**Document excerpt**
===

If you get out a map of Maine and draw a straight line from Bangor to Augusta, then a perpendicular line from Pittsfield to Belfast, the intersection of the resulting cross lands not far from my house in Troy. In the woods, I mean. You can’t see the house from the road.
I landed in Waldo County nearly 30 years ago. I had lived most of my life in and near Portland with a side year in Orono, a couple of academic years in upstate New York, and visits to places like New York City, Denver, London, Athens (Greece), plus I got lost once on the creepy ancient back roads of western Ireland and had done a good deal of camping in Oxford and Franklin counties with my outdoorsman friend Phil Poirier, who now lives in Farmington. I felt like I had a handle on the difference between urban and rural.
When I got to Unity, it seemed like the edge of the wilderness. No matter where you live, your eye has filtering habits. For example, when was the last time you remember seeing telephone wires — even though they drape practically every road you travel? Your eye filters them out. When you live in the country, your eyes filter out trees because they’re everywhere. Around a city, your eye filters out buildings because, like trees in the country, they’re simply everywhere. When you travel from home in the city to a rural area, your eye continues to filter out buildings, suggesting that the rural landscape is pretty sparsely settled. For all practical purposes, to your eye, no one’s home. Even though Unity’s population has been in the neighborhood of 1,200 to 2,000 people for decades. Even after I settled into Unity, Troy next door seemed like the wilderness between Unity village and Dixmont corner on the way to Bangor. Troy’s population in 2010 reached 1,000.
Maybe that was part of what was going on when around 1989 state officials got the bright idea of creating a dump for low-level nuclear waste in the Unity wetlands. To the 2,000 or so people who lived there, including me at the time, it just seemed insane. Who in their right mind would propose to dump radioactive waste — no matter how low-level — into a holding tank in a wetland surrounded by thousands of homes, businesses and (key term) people? About halfway into the public-input meetings, I realized what was going on: They were seeing the landscape through the same filter I saw it when I first arrived from Portland. While the rural dwellers saw homes, businesses, trees and people practically everywhere, the urban dwellers saw trees and not much else. To them, no one lived here to speak of. Perfect place for a dump.
Luckily, the people who could see the buildings and people prevailed, and Unity did not become a nuclear waste receptacle.

===

**Exercises**
- a) Recast the paragraph of the essay about rural Maine that opens "When I got to Unity" as a bulleted list that keeps its main facts.
- b) Sum up the essay about rural Maine in three sentences.
- c) Write the next paragraph of the essay about rural Maine, picking up after its final sentence.
This data comes from a separate source.

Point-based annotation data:
===

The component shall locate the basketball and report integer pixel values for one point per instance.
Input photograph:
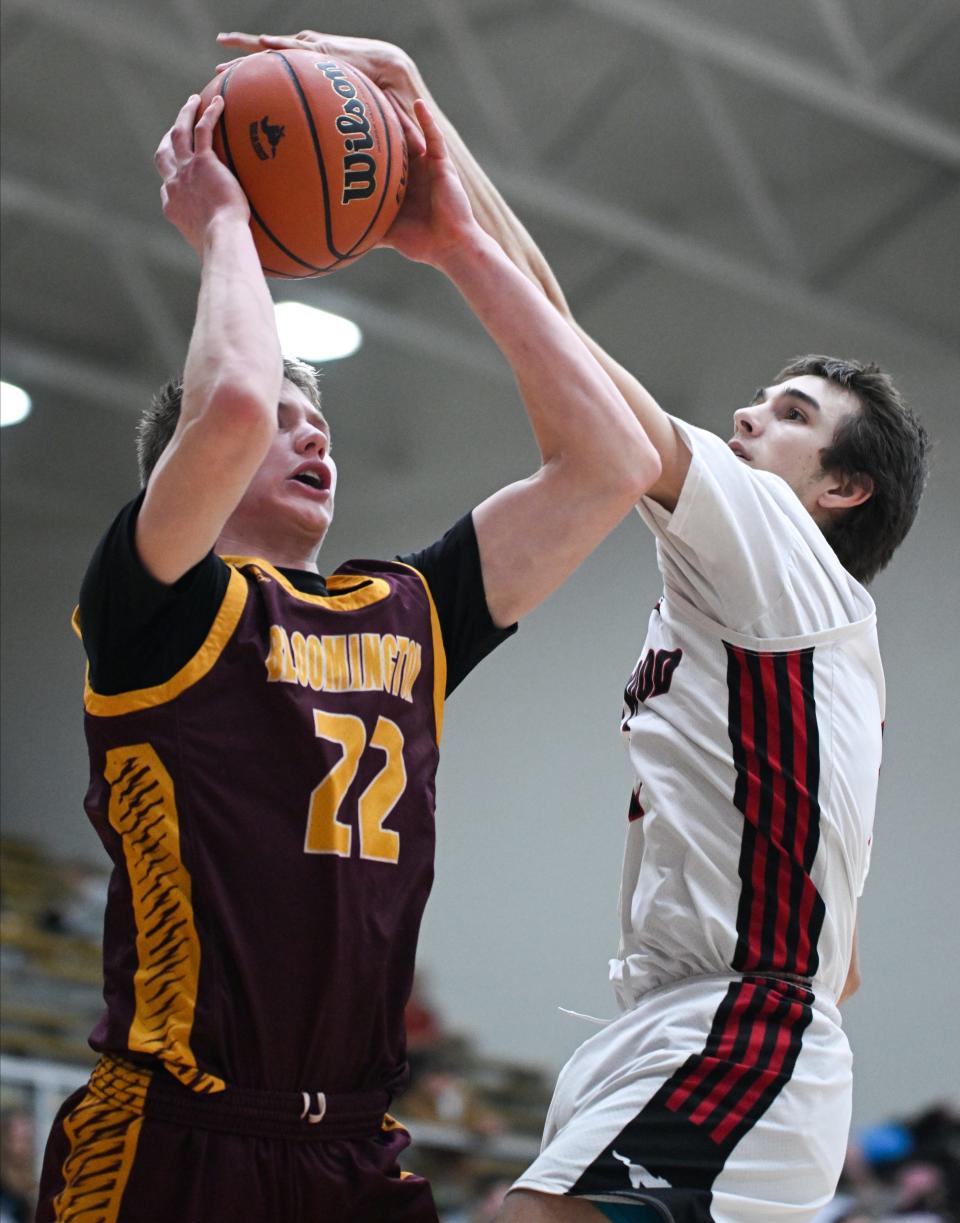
(319, 154)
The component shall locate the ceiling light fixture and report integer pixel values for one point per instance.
(314, 334)
(15, 404)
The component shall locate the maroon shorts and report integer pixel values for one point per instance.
(135, 1146)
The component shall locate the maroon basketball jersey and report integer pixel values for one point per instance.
(269, 815)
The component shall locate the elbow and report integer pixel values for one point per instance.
(241, 410)
(641, 470)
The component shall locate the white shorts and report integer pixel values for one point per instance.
(716, 1100)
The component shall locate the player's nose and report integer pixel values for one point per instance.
(311, 440)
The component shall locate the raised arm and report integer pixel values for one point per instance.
(596, 459)
(399, 77)
(234, 368)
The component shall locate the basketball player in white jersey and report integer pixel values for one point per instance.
(753, 722)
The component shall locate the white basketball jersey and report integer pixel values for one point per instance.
(753, 724)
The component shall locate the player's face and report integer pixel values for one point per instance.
(786, 428)
(289, 504)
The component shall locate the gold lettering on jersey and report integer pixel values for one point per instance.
(367, 662)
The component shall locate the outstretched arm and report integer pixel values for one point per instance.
(596, 459)
(399, 77)
(234, 368)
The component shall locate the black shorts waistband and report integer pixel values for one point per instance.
(305, 1114)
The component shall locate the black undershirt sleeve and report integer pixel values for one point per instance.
(137, 631)
(451, 568)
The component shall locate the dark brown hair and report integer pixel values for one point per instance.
(883, 440)
(158, 422)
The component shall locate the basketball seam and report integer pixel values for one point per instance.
(253, 212)
(318, 151)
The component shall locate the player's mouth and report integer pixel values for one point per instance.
(314, 477)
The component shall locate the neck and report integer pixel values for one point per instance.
(286, 554)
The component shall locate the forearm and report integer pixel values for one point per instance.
(234, 336)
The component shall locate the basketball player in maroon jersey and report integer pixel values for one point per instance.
(722, 1092)
(263, 740)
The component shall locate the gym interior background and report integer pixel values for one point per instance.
(718, 188)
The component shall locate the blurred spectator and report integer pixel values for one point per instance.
(440, 1089)
(78, 909)
(17, 1184)
(488, 1197)
(901, 1172)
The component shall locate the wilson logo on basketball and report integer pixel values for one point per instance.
(360, 169)
(273, 133)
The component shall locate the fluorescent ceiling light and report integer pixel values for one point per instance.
(314, 334)
(15, 404)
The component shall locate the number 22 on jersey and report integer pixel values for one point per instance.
(325, 833)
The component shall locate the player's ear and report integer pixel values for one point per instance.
(845, 492)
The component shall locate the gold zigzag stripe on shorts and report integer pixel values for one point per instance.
(143, 811)
(103, 1141)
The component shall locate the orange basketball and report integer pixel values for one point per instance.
(319, 153)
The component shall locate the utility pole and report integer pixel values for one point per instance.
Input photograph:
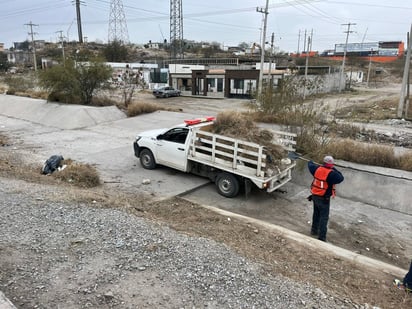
(401, 107)
(270, 61)
(262, 46)
(369, 67)
(306, 68)
(79, 22)
(30, 24)
(344, 54)
(62, 44)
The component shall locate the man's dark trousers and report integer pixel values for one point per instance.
(320, 217)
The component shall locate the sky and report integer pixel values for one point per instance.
(227, 22)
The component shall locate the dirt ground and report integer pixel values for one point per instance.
(328, 272)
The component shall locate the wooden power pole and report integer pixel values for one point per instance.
(404, 96)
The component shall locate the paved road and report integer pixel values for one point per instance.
(105, 140)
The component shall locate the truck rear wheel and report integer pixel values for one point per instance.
(147, 160)
(227, 185)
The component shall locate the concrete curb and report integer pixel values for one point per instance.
(315, 244)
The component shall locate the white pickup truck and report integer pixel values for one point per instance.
(230, 163)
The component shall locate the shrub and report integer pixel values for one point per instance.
(75, 82)
(369, 154)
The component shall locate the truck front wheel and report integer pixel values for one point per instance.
(147, 160)
(227, 185)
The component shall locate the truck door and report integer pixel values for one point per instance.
(172, 148)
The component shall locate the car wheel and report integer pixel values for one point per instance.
(227, 185)
(147, 160)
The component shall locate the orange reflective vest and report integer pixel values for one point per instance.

===

**Task answers**
- a)
- On arrival, Unity seemed like the edge of the wilderness.
- The eye filters out what is common, such as the telephone wires draped over practically every road.
- In the country the eye filters out trees; around a city it filters out buildings.
- Someone traveling from a city home to a rural area keeps filtering out buildings, so the landscape looks sparsely settled, as if no one is home.
- Unity's population has nonetheless been around 1,200 to 2,000 people for decades.
- Even after settling in Unity, the writer saw neighboring Troy, between Unity village and Dixmont corner on the way to Bangor, as wilderness; Troy's population reached 1,000 in 2010.

- b) After living mostly in and near Portland, the writer landed in Waldo County nearly 30 years ago and found that the eye filters out whatever is everywhere: trees in the country, buildings in the city. Coming from the city, the writer at first saw Unity and neighboring Troy as wilderness, even though Unity has had 1,200 to 2,000 residents for decades. Around 1989, state officials proposed a low-level nuclear waste dump in the Unity wetlands, which the writer concluded came from seeing the area through that same urban filter, but the people who could see the homes and residents there prevailed.

- c)
So what am I driving at here? There’s a big difference between the country and the city, which amounts, really, to differences in perception, which is to say, states of mind. OK. But further, there’s a difference between the country and the wilderness.
This came home to me at a town meeting awhile back where the pluses and minuses of animal control officers were being, um, debated. Not to put too fine a point on it, but some of the country neighborhoods were experiencing barking dogs 24-7. This problem is thousands of years old. Some people were of the mind that the owners should be required to silence the dogs. Others were of the mind that barking dogs are no problem at all because, not to put too fine a point on it, this is the country; if you want city rules, go live in the city. One dog owner defiantly stated that she allowed her dogs to chase deer and she’d continue to no matter what any fascist (my word, not hers, characterizing her implication) animal control officer tried to dictate to her. My neighbor opined that the local game wardens would probably be interested in that information, but anyway.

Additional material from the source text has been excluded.